§ GIVEN PROBLEM: Count the lines in the records below that contain the string "rear". State only the resulting number.

§ SOURCE MATERIAL:
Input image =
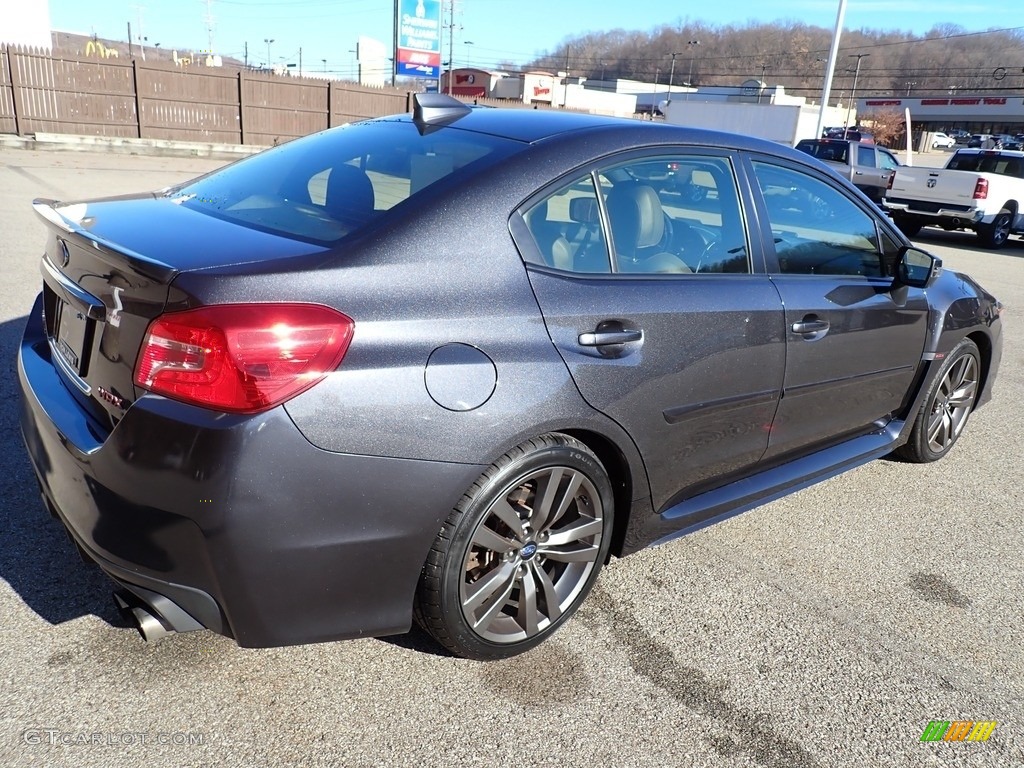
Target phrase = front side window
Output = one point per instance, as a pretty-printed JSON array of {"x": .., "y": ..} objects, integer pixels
[
  {"x": 887, "y": 161},
  {"x": 817, "y": 228},
  {"x": 325, "y": 186}
]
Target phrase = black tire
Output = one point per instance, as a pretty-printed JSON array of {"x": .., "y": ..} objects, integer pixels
[
  {"x": 947, "y": 406},
  {"x": 994, "y": 236},
  {"x": 496, "y": 582},
  {"x": 908, "y": 226}
]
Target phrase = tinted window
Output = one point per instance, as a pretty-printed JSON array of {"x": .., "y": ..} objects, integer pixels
[
  {"x": 325, "y": 186},
  {"x": 835, "y": 152},
  {"x": 816, "y": 227},
  {"x": 887, "y": 161},
  {"x": 675, "y": 214},
  {"x": 566, "y": 226}
]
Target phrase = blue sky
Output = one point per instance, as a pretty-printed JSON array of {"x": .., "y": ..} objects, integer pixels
[{"x": 486, "y": 31}]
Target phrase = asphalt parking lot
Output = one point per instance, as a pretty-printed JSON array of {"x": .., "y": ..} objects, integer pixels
[{"x": 827, "y": 629}]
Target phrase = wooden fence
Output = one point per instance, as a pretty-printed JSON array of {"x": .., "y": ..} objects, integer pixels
[{"x": 62, "y": 93}]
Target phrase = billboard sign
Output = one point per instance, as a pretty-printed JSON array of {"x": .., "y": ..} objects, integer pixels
[{"x": 419, "y": 38}]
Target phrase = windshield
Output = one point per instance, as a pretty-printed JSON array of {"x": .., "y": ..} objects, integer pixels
[{"x": 328, "y": 185}]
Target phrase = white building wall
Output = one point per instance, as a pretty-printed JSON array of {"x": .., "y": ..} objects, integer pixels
[
  {"x": 26, "y": 23},
  {"x": 785, "y": 124}
]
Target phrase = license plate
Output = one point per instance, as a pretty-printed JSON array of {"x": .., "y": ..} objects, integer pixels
[{"x": 70, "y": 341}]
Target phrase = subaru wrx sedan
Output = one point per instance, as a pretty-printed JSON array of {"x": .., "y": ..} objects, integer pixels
[{"x": 441, "y": 367}]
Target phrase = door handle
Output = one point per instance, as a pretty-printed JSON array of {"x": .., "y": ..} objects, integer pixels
[
  {"x": 808, "y": 326},
  {"x": 601, "y": 338}
]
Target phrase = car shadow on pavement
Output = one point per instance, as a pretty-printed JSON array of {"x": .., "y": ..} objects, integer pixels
[{"x": 37, "y": 558}]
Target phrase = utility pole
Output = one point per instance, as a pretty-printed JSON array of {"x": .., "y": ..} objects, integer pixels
[
  {"x": 565, "y": 86},
  {"x": 672, "y": 75},
  {"x": 141, "y": 46},
  {"x": 451, "y": 28},
  {"x": 689, "y": 78},
  {"x": 853, "y": 93},
  {"x": 209, "y": 27},
  {"x": 833, "y": 52}
]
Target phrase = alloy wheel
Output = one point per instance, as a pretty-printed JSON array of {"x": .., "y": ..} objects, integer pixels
[
  {"x": 952, "y": 403},
  {"x": 531, "y": 554}
]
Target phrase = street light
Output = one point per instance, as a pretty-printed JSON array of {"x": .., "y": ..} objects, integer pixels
[
  {"x": 689, "y": 77},
  {"x": 672, "y": 70},
  {"x": 853, "y": 93},
  {"x": 268, "y": 40}
]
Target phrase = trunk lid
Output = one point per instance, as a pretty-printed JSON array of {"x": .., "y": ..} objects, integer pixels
[{"x": 108, "y": 271}]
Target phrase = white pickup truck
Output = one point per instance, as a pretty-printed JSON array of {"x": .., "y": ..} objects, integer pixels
[{"x": 979, "y": 189}]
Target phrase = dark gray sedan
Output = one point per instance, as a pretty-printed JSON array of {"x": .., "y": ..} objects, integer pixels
[{"x": 444, "y": 366}]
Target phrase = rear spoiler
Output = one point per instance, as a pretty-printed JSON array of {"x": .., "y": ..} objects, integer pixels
[{"x": 49, "y": 211}]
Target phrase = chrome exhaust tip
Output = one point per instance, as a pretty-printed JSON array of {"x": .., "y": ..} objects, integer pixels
[{"x": 140, "y": 616}]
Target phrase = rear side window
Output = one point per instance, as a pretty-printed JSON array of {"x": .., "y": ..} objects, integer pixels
[
  {"x": 326, "y": 186},
  {"x": 676, "y": 214}
]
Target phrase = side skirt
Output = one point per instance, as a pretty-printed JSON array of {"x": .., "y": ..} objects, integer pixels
[{"x": 714, "y": 506}]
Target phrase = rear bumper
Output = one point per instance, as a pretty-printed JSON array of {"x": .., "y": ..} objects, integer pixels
[
  {"x": 240, "y": 521},
  {"x": 958, "y": 216}
]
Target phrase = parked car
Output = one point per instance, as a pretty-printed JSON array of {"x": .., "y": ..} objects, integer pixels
[
  {"x": 978, "y": 189},
  {"x": 866, "y": 165},
  {"x": 851, "y": 134},
  {"x": 443, "y": 365}
]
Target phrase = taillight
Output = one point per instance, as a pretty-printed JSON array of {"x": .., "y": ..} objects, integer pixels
[{"x": 242, "y": 357}]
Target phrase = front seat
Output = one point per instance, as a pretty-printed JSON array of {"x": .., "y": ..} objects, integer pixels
[
  {"x": 638, "y": 228},
  {"x": 350, "y": 196}
]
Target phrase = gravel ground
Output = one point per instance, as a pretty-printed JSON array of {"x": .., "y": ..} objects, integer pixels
[{"x": 826, "y": 629}]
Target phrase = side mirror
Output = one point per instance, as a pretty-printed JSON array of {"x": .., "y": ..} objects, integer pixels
[{"x": 916, "y": 268}]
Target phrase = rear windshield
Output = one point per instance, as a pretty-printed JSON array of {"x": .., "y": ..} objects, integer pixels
[
  {"x": 994, "y": 162},
  {"x": 837, "y": 152},
  {"x": 326, "y": 186}
]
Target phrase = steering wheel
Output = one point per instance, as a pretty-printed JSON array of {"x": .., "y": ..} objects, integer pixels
[{"x": 667, "y": 243}]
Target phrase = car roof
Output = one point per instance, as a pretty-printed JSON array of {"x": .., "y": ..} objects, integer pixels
[{"x": 534, "y": 126}]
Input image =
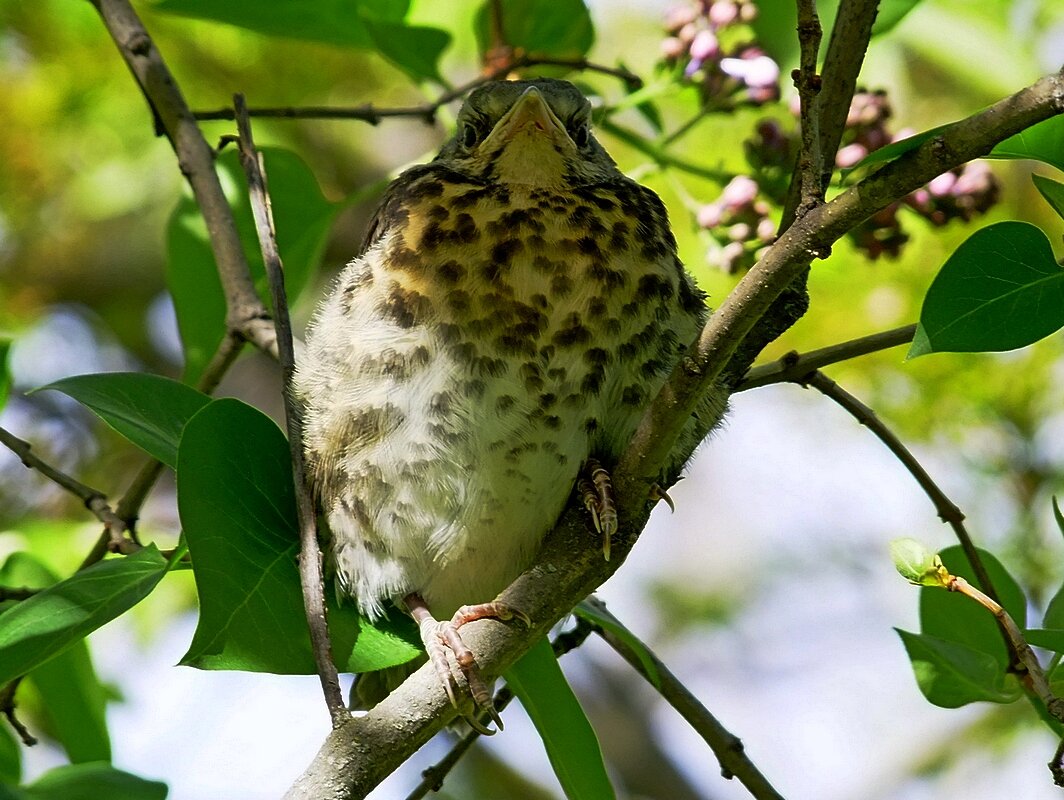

§ ANSWER TO THIS PROBLEM: 4